▸ Job
Make an exact copy of all the entries below, with the pictures left out.

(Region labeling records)
>> Begin

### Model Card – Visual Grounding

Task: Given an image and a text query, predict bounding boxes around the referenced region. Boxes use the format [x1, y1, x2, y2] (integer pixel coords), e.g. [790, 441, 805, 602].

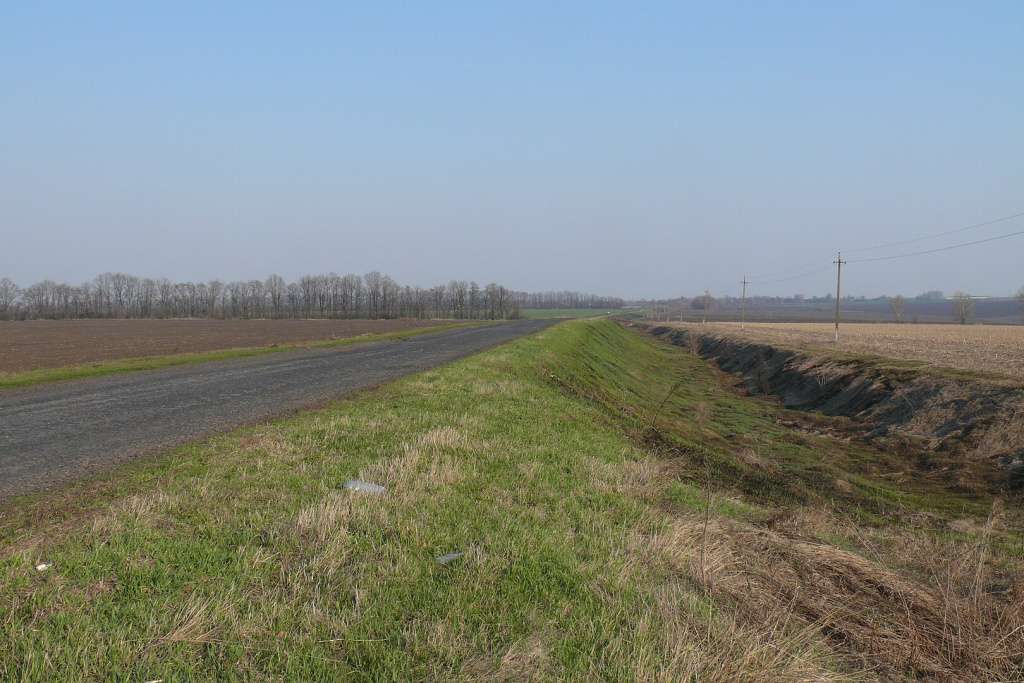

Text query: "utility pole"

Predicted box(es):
[833, 252, 846, 344]
[739, 275, 748, 330]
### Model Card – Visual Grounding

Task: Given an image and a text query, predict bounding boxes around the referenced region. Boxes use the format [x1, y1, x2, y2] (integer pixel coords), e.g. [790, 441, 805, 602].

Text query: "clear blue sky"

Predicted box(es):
[0, 0, 1024, 297]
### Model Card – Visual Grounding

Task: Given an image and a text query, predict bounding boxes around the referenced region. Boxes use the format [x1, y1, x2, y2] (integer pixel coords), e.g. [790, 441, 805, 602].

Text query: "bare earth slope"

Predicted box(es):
[0, 319, 557, 500]
[693, 323, 1024, 377]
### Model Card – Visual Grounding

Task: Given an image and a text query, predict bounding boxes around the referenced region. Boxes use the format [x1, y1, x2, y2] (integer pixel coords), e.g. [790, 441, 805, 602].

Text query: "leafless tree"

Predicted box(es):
[953, 291, 974, 325]
[889, 294, 906, 325]
[0, 278, 22, 319]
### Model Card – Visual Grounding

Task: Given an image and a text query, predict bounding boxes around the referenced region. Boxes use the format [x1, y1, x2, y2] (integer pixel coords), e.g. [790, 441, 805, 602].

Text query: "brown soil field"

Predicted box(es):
[683, 323, 1024, 377]
[0, 319, 451, 373]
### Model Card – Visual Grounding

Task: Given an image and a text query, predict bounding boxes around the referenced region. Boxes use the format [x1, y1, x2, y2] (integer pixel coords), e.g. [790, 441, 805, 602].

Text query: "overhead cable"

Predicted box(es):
[843, 212, 1024, 258]
[848, 230, 1024, 263]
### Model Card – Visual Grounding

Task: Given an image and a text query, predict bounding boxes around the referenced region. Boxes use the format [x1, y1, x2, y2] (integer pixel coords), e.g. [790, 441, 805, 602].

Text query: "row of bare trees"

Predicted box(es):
[0, 270, 623, 319]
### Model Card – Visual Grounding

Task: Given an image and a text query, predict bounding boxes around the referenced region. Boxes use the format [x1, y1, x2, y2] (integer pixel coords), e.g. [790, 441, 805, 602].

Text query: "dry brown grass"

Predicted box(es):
[684, 323, 1024, 378]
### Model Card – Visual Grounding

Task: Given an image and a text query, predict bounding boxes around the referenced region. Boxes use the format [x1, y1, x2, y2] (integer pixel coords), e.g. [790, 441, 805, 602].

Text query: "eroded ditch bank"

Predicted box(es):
[631, 323, 1024, 485]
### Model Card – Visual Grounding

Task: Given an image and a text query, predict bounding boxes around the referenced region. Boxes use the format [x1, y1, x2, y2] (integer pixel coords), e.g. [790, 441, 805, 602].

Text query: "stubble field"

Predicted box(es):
[697, 323, 1024, 377]
[0, 319, 452, 373]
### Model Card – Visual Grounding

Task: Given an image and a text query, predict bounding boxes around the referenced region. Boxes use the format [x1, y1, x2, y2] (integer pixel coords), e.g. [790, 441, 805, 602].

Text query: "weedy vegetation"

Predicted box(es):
[0, 319, 1024, 681]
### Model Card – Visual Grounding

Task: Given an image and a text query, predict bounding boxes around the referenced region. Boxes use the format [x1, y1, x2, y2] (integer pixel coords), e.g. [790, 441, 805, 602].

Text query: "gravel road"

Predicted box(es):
[0, 319, 556, 500]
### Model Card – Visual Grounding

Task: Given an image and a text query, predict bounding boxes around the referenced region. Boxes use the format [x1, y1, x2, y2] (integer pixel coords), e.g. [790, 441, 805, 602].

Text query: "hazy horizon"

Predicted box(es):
[0, 2, 1024, 299]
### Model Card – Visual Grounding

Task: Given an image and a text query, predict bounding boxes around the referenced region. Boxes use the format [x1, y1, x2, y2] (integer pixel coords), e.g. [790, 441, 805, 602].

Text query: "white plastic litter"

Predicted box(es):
[437, 553, 462, 564]
[341, 479, 387, 496]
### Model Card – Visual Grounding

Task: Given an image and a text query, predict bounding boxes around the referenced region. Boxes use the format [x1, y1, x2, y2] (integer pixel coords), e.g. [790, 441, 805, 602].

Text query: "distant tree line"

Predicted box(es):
[0, 270, 623, 319]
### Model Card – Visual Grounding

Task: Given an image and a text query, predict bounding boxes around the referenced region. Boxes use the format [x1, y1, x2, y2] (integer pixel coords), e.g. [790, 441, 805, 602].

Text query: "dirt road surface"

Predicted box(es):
[0, 319, 557, 500]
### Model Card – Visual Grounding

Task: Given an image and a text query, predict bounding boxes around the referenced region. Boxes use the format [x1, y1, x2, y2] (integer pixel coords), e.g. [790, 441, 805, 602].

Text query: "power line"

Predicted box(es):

>> End

▸ Output of the task
### Model Card – Visual Grounding

Task: Given an image and a text query, predict bounding boxes around the referenced region. Boxes use the format [x1, y1, x2, y2] (integer pixel coords), e.g. [790, 441, 805, 602].


Text query: "utility pole"

Predicted box(es):
[833, 252, 846, 344]
[739, 275, 748, 330]
### Model Card – Visual Grounding

Task: Given an image and a text query, predict bounding boxes around the referenced region. Boxes use the format [x1, y1, x2, y2] (integer pixel coords), e.g. [790, 441, 805, 602].

Text query: "clear blue sky"

Predicted box(es):
[0, 0, 1024, 297]
### Model Card – Visual Grounding

Task: Given an image and a text query, predict bounding boxes around the referenced region. Boxes use the format [x1, y1, x2, y2] (integer pixel coords), e.g. [790, 441, 805, 602].

Text query: "bare earth slope"

Predicted box(es):
[0, 319, 557, 500]
[693, 323, 1024, 377]
### Model Card – Visual Grounding

Task: Given an image and a text query, predict bounding boxes around the referenced region. Boxes use the format [x1, y1, x2, y2] (integer pixel coords), e.g. [790, 441, 805, 602].

Text query: "leafless tree"

Predicted box(es):
[953, 291, 974, 325]
[889, 294, 906, 325]
[0, 278, 22, 319]
### Model Card – Visual Grounding

Task: Given an image and a text query, predict bounding boxes around the referenced region. Boxes use the format [x1, y1, x2, y2] (integer pixel coords), e.g. [790, 441, 805, 602].

Text query: "brown soil field"

Predicted box(es):
[683, 323, 1024, 377]
[0, 319, 451, 373]
### Model Card – Visual Grounding

Task: Given an image and a text query, predict bounding boxes around the referenced region. Boxes use the format [x1, y1, x2, y2] (integer pixel coords), e.g. [790, 441, 805, 602].

Text query: "overhead cable"

Predicted box(es):
[843, 212, 1024, 258]
[848, 230, 1024, 263]
### Model Card – Visual Grounding

Task: Given an image and a text query, predict bounding boxes around the referenced region. Boxes use the format [x1, y1, x2, y2] (integer pixel coords), e.g. [790, 441, 805, 602].

Text query: "row of bare trees"

Predicted box(es):
[0, 270, 623, 319]
### Model Card – Visual Grounding

Task: Given an image and a text query, predict bounding boxes around the referenced region. Boxes use the format [x1, y1, x2, y2] (integer pixel coords), e.g. [790, 441, 805, 602].

Text query: "dry brown grass"

Predicted box(es):
[684, 323, 1024, 378]
### Model Card – Visual Grounding

Task: Given an image and a text query, predict bounding boxes around the referenced region. Boxes use the format [x1, y1, x2, y2] (integer pixel coords), e.g. [790, 441, 805, 602].

Text query: "eroded ditch bank"

Predicted box(es):
[631, 323, 1024, 485]
### Model Card – Visual Grounding

Task: Given an image and a text query, predict bounding boxes around the referenced region. Boxes use the format [x1, y1, x2, y2] (integer pixel coords), e.g. [790, 441, 805, 602].

Text query: "stubble field"

Predicted box(es):
[697, 323, 1024, 377]
[0, 319, 452, 373]
### Model Card – Visual Grounding

Task: Given an image and a text query, predict bounding boxes around the referenced region. Boxes use the format [x1, y1, x2, y2] (integer pixel coords), e.g. [790, 441, 805, 602].

Text query: "weedy vegetation"

Predicted box(es):
[0, 319, 1024, 681]
### Model Card – Visual Grounding

Task: Given an image and a text query, predict bounding boxes around the referenced region. Boxes use the format [x1, y1, x2, y2] (integer pixel coords), e.g. [790, 441, 805, 602].

Text query: "gravel road"

Predicted box(es):
[0, 319, 556, 500]
### Model Card – Visual Grounding

Task: Given an image and a text query, predict bounding boxes around the referenced region. Boxes use the format [x1, y1, x2, y2] (integer pixel coords), e.g. [790, 441, 805, 602].

Text query: "hazy horizon"

Predicted box(es):
[0, 2, 1024, 299]
### Model Card – Visual Grounding

Task: Given an image and a text query, predict bounding boxes around the referenced region. Boxes use the format [x1, y1, x2, y2] (integer pixel coords), e.g. [790, 441, 805, 602].

Text query: "white plastic litter"

Predicted box(es):
[437, 553, 462, 564]
[341, 479, 387, 496]
### Model Card – Visual Grounding

Task: Given an image and a text query, predict bounding boxes around the referenced region. Boxes use the format [x1, y1, x2, y2] (integer pixel coords), e.g. [790, 441, 805, 602].

Text query: "distant tree line"

Predicted box(es):
[0, 270, 623, 319]
### Model Card – Visual Grounding

Task: Given an image and a text query, predict bounding boxes around the referenced region. Boxes use the format [x1, y1, x2, y2] (integer pixel coords), e.g. [790, 441, 805, 602].

Text query: "dirt road surface"

Predicted box(es):
[0, 319, 557, 500]
### Model Card – Visual Grounding

Task: Given an image and a text query, predict bounding boxes around the referenced region. Boxes use the format [x1, y1, x2, y2] (integer pixel coords), e.g. [790, 441, 805, 602].

Text query: "power line"

Predicted box(es):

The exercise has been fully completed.